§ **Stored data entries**
--------------------------------
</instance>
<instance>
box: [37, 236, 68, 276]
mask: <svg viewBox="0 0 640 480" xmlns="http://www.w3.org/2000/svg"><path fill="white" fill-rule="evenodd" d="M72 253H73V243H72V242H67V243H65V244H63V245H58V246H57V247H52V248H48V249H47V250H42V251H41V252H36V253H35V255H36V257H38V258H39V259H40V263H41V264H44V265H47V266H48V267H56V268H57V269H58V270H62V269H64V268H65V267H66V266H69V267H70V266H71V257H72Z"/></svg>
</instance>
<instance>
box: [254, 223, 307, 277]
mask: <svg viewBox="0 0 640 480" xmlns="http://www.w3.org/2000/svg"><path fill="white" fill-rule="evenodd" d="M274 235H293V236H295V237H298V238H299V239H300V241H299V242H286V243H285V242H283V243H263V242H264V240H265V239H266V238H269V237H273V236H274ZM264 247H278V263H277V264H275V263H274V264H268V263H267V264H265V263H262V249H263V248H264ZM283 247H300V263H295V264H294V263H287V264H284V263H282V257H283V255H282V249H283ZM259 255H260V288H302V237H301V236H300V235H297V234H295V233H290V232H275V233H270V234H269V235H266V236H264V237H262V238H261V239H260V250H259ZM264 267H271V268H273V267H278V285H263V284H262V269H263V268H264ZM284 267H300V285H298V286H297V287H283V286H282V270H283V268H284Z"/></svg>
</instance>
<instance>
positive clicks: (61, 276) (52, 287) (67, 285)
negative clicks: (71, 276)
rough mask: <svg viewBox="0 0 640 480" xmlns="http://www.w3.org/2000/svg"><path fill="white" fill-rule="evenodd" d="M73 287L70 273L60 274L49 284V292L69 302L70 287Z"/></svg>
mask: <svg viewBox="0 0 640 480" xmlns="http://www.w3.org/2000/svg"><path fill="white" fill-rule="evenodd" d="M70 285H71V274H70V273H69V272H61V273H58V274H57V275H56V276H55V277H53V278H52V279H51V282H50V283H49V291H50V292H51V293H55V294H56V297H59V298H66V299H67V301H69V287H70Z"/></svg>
--------------------------------
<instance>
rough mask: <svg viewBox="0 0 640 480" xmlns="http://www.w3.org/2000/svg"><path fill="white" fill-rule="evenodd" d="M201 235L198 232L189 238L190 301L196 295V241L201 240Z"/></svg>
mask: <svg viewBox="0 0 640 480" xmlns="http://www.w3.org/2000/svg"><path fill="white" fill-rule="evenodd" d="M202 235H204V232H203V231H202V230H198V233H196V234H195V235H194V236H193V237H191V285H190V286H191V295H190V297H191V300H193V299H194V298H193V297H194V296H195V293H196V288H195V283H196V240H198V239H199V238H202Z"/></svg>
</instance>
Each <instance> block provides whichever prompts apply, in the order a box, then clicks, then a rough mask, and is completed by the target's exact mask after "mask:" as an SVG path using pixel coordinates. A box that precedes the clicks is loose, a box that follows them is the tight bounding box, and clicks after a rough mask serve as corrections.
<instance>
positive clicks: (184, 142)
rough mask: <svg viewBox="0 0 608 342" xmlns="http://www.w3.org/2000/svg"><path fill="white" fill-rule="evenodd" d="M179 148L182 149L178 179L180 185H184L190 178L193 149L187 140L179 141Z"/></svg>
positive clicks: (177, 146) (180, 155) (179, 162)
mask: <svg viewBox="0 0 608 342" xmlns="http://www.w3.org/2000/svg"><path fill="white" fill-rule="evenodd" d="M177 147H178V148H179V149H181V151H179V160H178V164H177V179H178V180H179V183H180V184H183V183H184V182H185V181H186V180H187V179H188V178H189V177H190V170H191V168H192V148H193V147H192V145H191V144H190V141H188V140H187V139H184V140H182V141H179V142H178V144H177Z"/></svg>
--------------------------------
§ **About this exercise**
Would you please repeat exactly the lines above, starting at the line with "positive clicks: (61, 276)" and stopping at the line with "negative clicks: (71, 276)", both included?

§ **Solution**
positive clicks: (61, 276) (52, 287) (67, 285)
negative clicks: (71, 276)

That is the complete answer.